> Reading passage
# Gandalfs sweet Lady



## GandalfTheShepherd (May 1, 2017)

Tonight we're grieving the loss of our sweet old Lady... my sisters springer spaniel she out lived both of my German shepherds and was Gandalfs best friend... they LOVED each other. She was 17 years old and passed from bloat... up until the end she loved chasing Gandalf around the yard and was always wagging her tail, she was a happy girl. We will miss her so much... especially her little boy and Gandalf.


----------



## Sabis mom (Mar 20, 2014)

That's a wonderful age for any breed. Run free sweet lady.


----------



## McGloomy (Mar 13, 2018)

17 years..... She had a good life thanks to her humans. May she rest in peace and Gandalf finds a good way to cope.


----------



## Beau's Mom (Nov 9, 2017)

Sounds like she had a wonderful life. So sorry for your collective loss.


----------



## MineAreWorkingline (May 2, 2015)

So sorry to hear about your loss! I enjoyed your tales about her. Run free little one!


----------



## tim_s_adams (Aug 9, 2017)

Somehow it doesn't matter whether they're 6 or 16, losing a loved companion is always hard! RIP Lady! To the family and friends, take time to heal...it's just plain never expected...even with an older dog, it's always a shock. My sincere condolences!


----------



## GandalfTheShepherd (May 1, 2017)

Thanks all, we miss her so much!!!
Tim you are right, even up until the end she would be bouncing around in the morning so excited to run outside and play, she had so much energy!!!! She never acted her age. It never is long enough ?.


----------



## Aly (May 26, 2011)

16 years, that's just wonderful. I'm so sorry for your family's loss.

Vale Lady,

Aly


----------



## Heartandsoul (Jan 5, 2012)

Your pictures show just how happy she was, the wonderful life she lead and the friendship that she and Gandolph shared. Our first dogs best friend came into our yard while our boy was out. They touched noses for a few seconds and then he left. He was saying good bye to our boy. That last pic brought tears. 

RIP sweet lady


----------



## wolfy dog (Aug 1, 2012)

Wow, what a sweet dog. Hope everyone, incl the Gandalf heals well. It really doesn't matter at what age you lose them. It is so hard to read these obituaries but I always do, also in remembrance of my passed dogs. It always makes me miss them more.


----------

> Written task
Can you answer these questions about the forum thread on the loss of Lady?
(a) According to the first post, how old was Lady when she died, and what did she die from?
(b) Who does the first post say Lady loved chasing around the yard up until the end?
(c) Which poster wrote that it doesn't matter whether they're 6 or 16?
The material after this thread comes from a separate source.

Pointing entries for labeled objects

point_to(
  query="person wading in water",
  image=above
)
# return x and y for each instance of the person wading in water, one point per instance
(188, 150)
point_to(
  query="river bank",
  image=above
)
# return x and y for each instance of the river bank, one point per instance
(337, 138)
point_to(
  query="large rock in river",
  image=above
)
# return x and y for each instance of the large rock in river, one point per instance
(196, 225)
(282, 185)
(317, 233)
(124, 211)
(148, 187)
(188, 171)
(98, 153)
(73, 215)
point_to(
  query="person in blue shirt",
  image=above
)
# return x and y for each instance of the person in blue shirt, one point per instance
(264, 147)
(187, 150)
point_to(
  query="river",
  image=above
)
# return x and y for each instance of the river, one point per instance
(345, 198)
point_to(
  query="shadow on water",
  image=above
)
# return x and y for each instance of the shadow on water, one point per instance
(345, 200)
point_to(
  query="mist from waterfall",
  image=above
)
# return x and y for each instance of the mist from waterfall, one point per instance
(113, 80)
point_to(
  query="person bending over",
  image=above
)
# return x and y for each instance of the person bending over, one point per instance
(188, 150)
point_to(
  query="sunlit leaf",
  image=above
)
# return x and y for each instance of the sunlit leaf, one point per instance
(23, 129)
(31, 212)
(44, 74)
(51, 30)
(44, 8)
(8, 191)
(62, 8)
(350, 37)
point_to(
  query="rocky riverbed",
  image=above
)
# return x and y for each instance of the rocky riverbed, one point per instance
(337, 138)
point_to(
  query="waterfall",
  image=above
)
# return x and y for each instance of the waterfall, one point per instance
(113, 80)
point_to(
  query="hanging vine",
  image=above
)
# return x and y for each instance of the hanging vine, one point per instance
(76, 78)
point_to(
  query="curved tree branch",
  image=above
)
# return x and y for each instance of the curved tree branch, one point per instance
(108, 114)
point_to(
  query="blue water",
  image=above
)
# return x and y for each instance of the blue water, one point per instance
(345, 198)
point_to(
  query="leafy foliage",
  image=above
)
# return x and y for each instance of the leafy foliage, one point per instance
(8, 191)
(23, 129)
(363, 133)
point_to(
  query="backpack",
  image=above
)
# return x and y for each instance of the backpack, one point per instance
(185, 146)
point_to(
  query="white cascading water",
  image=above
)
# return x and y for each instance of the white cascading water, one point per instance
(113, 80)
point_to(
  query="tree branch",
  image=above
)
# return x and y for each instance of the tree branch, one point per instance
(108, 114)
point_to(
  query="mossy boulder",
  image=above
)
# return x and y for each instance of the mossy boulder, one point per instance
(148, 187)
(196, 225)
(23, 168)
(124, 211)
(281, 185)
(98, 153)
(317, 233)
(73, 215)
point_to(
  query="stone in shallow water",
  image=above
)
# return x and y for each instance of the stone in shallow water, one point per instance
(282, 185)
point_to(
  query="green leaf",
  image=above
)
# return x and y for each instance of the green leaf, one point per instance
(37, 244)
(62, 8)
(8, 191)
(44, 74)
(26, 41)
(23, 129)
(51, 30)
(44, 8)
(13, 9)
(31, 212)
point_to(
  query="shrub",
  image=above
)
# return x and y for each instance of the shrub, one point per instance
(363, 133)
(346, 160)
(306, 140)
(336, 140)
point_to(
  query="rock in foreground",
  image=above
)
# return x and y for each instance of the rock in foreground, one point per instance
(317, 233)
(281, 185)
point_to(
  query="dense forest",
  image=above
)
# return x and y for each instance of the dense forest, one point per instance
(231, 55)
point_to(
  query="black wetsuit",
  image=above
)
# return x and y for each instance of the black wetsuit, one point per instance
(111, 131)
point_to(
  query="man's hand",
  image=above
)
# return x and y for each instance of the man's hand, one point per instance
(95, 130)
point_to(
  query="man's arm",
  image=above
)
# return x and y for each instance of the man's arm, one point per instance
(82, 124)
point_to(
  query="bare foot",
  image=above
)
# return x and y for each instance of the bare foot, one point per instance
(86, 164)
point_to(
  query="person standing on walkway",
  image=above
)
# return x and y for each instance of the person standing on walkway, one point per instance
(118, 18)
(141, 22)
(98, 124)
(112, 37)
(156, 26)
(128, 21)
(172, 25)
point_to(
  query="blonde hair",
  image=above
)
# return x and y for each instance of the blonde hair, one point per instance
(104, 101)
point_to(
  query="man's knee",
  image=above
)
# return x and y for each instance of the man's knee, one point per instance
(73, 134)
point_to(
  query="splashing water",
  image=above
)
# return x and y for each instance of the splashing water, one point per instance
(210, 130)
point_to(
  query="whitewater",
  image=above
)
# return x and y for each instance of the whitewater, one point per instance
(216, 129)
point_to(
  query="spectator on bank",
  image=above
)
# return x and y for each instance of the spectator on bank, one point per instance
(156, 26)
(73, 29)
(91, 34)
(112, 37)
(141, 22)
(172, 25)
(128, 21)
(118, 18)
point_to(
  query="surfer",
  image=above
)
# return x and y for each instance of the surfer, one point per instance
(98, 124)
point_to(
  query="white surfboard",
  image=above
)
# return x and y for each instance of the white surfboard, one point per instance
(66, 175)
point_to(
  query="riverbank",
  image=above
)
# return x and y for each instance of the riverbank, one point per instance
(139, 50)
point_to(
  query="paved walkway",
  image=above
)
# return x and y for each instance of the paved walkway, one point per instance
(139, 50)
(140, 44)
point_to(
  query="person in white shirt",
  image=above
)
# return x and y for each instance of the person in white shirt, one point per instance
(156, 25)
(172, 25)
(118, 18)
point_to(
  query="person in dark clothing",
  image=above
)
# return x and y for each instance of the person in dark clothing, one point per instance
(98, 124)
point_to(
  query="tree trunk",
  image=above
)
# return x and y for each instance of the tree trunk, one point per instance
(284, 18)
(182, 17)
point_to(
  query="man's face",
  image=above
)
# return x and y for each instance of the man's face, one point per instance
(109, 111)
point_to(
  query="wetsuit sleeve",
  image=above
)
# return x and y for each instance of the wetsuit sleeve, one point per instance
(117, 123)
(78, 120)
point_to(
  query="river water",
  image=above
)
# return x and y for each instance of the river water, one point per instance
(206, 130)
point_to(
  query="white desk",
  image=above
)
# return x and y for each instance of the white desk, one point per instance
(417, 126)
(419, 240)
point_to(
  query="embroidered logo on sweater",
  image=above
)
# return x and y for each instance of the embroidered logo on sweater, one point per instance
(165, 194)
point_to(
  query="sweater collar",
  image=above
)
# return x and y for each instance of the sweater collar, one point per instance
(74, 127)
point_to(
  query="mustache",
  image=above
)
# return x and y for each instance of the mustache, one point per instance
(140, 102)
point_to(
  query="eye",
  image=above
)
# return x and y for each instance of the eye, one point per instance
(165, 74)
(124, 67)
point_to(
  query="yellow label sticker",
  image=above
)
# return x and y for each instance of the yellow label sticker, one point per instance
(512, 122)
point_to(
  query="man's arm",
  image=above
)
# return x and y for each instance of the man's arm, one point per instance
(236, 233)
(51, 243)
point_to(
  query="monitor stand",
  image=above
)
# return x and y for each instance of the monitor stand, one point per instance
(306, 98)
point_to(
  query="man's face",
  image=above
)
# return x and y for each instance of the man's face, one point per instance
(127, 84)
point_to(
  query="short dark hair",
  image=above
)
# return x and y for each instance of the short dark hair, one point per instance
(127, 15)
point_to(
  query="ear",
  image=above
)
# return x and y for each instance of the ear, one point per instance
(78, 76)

> Exercise answer
(a) She was 17 years old, and she died from bloat.
(b) Gandalf.
(c) tim_s_adams.